_Written request 1_:
Reproduce word for word the stretch of the article below on the school board's succession policy from "As it stands, the" through "supports school reform.".

= = = =

With the 2011 departure of Superintendent Steven Adamowski imminent, the board of education has begun formulating a new policy on leadership succession.
The proposed policy, which was introduced at the school board's June meeting and is likely to go to a vote at the August meeting, is designed to promote consistent strategies and goals and ensure continuous improvement and stability.
It will address the short-term replacement of a superintendent in the event of an emergency, permanent leadership change through succession and planning for changes in key district leadership positions.
As it stands, the policy calls for the establishment of a succession planning committee that would include the school board chairman and two board members — one appointed and one elected — as well as a parent, a teacher, an administrator and a member of Achieve Hartford!, the local education fund that supports school reform.
The succession planning committee would be responsible for:
•Approving the superintendent's recommendation of an acting superintendent in the event of an emergency absence or illness lasting longer than 30 days.
•Implementing a succession plan in the event of a superintendent's resignation or retirement, or the completion of the superintendent's contract.
•Approving the superintendent's recommendations for promoting district employees to key leadership positions. Those positions would include the chief academic officer, the chief operating officer, the chief talent officer and the chief financial officer.
The committee would have up to 18 months before a superintendent's departure to start an internal search for a successor before recommending a search outside the school system.

= = = =

_Written request 2_:
Transcribe the stretch of the listing below from its first line through the line containing "top-left (97, 133), bottom-right (131, 193)", with both ends included and every line kept unchanged.

= = = =

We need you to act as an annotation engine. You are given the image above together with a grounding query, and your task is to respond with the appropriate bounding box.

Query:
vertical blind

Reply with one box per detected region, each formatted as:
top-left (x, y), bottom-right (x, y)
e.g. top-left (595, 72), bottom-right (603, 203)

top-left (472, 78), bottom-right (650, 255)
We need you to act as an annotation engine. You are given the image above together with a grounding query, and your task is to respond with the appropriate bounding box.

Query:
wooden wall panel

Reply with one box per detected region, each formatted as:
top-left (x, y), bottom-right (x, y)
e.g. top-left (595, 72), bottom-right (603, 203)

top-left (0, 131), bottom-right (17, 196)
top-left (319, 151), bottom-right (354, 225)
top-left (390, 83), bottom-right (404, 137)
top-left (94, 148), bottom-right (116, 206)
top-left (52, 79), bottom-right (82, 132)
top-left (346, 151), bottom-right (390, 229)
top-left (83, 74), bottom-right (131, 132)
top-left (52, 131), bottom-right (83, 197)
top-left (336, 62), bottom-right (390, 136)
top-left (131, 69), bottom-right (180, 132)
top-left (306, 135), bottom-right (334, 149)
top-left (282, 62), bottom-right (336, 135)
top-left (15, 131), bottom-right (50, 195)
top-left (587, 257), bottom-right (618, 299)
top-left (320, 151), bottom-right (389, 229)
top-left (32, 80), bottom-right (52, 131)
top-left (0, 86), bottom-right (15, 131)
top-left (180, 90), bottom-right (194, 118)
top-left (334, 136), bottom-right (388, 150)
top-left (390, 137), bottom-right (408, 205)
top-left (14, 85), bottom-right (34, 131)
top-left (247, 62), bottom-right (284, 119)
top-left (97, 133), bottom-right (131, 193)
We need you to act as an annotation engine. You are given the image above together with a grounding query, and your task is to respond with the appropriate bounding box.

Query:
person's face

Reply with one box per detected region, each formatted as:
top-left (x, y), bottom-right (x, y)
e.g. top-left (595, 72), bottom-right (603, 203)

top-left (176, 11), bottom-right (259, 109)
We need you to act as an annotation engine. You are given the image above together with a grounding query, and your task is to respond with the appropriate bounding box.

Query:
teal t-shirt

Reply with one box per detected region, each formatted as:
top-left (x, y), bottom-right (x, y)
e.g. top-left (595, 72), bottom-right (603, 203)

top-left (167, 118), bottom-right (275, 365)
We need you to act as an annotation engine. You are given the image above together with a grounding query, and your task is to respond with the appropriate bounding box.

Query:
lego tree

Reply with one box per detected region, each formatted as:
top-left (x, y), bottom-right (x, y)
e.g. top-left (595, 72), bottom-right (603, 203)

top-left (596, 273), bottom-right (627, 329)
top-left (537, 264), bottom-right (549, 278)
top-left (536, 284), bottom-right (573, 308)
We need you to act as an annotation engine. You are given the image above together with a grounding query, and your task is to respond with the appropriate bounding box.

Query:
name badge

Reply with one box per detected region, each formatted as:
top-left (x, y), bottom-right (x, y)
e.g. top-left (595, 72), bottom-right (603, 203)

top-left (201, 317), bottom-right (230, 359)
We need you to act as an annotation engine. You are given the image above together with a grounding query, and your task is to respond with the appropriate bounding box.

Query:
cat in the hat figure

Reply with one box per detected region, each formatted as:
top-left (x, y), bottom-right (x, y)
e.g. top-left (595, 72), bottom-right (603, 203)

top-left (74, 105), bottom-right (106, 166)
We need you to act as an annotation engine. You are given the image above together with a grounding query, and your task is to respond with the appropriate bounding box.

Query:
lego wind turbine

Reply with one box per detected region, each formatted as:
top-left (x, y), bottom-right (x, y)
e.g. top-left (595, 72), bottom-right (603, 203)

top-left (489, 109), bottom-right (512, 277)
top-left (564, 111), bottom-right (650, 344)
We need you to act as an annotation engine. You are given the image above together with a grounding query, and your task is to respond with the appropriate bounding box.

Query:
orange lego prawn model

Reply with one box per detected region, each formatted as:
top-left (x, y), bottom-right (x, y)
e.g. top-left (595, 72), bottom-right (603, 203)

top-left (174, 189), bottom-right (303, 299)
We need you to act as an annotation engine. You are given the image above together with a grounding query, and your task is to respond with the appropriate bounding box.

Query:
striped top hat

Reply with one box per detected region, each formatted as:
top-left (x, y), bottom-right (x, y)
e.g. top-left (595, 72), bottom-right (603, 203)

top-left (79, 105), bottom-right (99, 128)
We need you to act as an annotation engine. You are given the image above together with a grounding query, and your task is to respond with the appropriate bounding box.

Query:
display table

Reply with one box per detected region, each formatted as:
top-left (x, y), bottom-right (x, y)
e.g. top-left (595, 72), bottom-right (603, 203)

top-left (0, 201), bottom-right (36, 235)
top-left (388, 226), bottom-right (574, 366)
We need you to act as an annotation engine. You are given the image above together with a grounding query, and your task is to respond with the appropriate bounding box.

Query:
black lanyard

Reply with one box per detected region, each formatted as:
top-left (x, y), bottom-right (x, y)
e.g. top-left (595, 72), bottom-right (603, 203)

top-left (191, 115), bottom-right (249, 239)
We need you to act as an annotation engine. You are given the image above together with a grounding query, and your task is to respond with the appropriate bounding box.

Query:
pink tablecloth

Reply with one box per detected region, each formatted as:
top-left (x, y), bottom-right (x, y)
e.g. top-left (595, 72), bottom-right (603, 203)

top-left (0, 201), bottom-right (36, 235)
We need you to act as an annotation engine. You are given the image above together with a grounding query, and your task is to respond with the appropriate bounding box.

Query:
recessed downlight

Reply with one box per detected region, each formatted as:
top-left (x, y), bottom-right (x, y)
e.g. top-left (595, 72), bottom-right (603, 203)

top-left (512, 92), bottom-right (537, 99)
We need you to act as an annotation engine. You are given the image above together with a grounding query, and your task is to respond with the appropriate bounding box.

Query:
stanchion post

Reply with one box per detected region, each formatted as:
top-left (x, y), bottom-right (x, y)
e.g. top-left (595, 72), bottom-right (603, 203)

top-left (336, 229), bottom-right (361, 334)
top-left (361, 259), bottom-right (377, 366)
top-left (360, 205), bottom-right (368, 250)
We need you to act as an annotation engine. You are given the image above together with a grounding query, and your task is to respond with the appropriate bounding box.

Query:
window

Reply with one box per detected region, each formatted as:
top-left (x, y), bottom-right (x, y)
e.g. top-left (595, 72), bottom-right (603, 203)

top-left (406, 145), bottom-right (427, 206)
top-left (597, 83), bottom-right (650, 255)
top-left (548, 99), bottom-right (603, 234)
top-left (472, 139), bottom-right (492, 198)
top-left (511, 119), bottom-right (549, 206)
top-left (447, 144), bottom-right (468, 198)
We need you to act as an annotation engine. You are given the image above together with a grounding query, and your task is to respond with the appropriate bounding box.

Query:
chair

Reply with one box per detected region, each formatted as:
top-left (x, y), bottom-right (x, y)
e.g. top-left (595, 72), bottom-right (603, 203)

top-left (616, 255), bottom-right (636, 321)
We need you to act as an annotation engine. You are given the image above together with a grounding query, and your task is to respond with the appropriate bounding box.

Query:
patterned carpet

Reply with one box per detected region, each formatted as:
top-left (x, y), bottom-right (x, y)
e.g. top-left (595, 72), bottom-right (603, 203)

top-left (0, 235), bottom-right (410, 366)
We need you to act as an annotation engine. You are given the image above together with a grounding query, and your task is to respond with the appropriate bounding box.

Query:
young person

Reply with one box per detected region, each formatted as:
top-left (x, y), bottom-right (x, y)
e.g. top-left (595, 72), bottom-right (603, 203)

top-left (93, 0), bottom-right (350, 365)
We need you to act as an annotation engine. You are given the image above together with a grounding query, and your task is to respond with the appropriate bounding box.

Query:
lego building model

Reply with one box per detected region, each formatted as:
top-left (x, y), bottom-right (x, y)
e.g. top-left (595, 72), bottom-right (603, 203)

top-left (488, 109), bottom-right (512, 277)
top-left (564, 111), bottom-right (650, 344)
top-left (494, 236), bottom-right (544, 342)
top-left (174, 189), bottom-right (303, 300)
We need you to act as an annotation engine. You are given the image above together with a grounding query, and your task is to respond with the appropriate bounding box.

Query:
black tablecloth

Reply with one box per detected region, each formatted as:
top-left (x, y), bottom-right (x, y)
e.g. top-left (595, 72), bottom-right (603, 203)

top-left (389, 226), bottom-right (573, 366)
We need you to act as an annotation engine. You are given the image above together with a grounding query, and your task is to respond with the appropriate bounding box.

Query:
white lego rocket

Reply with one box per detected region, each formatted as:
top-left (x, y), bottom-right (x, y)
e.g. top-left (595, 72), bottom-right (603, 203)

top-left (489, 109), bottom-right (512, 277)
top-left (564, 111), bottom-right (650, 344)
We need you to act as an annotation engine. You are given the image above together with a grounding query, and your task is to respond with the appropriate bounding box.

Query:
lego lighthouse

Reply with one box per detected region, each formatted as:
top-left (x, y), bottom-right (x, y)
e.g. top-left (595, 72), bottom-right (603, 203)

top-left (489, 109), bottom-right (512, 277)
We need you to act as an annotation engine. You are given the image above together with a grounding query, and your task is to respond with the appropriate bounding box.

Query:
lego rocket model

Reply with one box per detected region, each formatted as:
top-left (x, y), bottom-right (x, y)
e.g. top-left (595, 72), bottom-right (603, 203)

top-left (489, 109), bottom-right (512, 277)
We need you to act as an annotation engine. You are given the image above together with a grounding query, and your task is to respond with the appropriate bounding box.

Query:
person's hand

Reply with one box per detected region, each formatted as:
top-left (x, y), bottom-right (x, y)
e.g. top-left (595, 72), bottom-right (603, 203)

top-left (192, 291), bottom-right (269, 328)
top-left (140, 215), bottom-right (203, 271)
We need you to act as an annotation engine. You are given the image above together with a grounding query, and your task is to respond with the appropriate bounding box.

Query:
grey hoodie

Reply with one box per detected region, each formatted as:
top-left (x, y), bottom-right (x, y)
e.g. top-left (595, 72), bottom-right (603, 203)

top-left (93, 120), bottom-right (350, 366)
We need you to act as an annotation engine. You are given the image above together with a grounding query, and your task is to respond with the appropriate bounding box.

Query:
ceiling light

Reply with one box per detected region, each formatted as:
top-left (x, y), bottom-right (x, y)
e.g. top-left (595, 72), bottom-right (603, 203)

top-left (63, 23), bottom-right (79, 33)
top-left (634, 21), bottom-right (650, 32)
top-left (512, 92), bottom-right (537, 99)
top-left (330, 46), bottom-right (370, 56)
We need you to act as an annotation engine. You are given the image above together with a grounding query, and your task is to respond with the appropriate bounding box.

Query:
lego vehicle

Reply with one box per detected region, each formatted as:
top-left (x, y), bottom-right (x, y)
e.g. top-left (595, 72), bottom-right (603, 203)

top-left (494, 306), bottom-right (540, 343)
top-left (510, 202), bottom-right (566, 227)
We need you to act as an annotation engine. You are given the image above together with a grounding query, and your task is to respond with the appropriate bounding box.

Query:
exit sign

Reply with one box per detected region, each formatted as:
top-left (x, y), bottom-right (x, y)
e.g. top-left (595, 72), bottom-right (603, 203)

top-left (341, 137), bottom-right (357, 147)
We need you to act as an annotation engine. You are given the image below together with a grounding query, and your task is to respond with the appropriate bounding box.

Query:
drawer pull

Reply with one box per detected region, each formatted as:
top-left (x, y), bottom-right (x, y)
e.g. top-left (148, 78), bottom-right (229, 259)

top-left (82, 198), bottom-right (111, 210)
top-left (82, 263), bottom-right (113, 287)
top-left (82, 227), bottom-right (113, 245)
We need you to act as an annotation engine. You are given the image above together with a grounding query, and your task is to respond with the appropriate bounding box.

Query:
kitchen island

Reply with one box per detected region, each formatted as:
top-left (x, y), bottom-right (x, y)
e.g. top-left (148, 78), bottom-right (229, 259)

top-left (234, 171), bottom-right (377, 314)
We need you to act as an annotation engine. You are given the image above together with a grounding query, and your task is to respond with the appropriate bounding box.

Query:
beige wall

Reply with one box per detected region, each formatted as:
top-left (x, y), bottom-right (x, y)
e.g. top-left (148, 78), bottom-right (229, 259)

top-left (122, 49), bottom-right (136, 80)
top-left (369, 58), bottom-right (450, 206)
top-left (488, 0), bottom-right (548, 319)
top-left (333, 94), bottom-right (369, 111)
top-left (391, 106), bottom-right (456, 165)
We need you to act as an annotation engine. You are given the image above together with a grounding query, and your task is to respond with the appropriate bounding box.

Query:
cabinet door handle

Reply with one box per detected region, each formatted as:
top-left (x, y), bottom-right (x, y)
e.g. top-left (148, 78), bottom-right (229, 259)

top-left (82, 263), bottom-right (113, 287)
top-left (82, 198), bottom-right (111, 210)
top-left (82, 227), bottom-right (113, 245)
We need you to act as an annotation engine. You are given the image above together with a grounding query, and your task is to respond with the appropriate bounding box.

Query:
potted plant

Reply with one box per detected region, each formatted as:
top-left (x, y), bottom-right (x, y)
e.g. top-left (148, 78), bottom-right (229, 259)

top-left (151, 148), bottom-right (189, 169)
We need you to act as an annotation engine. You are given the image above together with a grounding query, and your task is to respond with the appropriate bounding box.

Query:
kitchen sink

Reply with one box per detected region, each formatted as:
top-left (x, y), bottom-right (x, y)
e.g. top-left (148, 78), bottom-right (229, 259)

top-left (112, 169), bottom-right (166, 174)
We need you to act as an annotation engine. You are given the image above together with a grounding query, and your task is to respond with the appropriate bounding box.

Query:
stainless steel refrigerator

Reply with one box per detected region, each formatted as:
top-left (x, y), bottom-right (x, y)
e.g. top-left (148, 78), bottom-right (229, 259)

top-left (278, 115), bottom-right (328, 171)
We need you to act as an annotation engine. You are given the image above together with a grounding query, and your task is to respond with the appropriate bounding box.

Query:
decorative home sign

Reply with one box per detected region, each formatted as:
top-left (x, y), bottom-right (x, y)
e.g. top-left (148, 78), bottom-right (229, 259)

= = = =

_Task answer 1_:
As it stands, the policy calls for the establishment of a succession planning committee that would include the school board chairman and two board members — one appointed and one elected — as well as a parent, a teacher, an administrator and a member of Achieve Hartford!, the local education fund that supports school reform.

_Task answer 2_:
We need you to act as an annotation engine. You are given the image above together with a grounding query, and your task is to respond with the appropriate bounding box.

Query:
vertical blind

Reply with one box per detected region, each formatted as:
top-left (x, y), bottom-right (x, y)
e.g. top-left (595, 72), bottom-right (603, 203)

top-left (472, 78), bottom-right (650, 255)
We need you to act as an annotation engine. You are given the image above together with a grounding query, and your task is to respond with the appropriate bounding box.

Query:
wooden wall panel

Reply with one box per detected region, each formatted as:
top-left (x, y), bottom-right (x, y)
e.g. top-left (595, 72), bottom-right (603, 203)

top-left (0, 131), bottom-right (17, 196)
top-left (319, 151), bottom-right (354, 225)
top-left (390, 83), bottom-right (404, 137)
top-left (94, 148), bottom-right (116, 206)
top-left (52, 79), bottom-right (82, 132)
top-left (346, 151), bottom-right (390, 229)
top-left (83, 74), bottom-right (131, 132)
top-left (52, 131), bottom-right (83, 197)
top-left (336, 62), bottom-right (390, 136)
top-left (131, 69), bottom-right (180, 132)
top-left (306, 135), bottom-right (334, 149)
top-left (282, 62), bottom-right (336, 135)
top-left (15, 131), bottom-right (50, 195)
top-left (587, 257), bottom-right (618, 299)
top-left (320, 151), bottom-right (389, 229)
top-left (32, 80), bottom-right (52, 131)
top-left (0, 86), bottom-right (15, 131)
top-left (180, 90), bottom-right (194, 118)
top-left (334, 136), bottom-right (388, 150)
top-left (390, 137), bottom-right (408, 205)
top-left (14, 85), bottom-right (34, 131)
top-left (247, 62), bottom-right (284, 119)
top-left (97, 133), bottom-right (131, 193)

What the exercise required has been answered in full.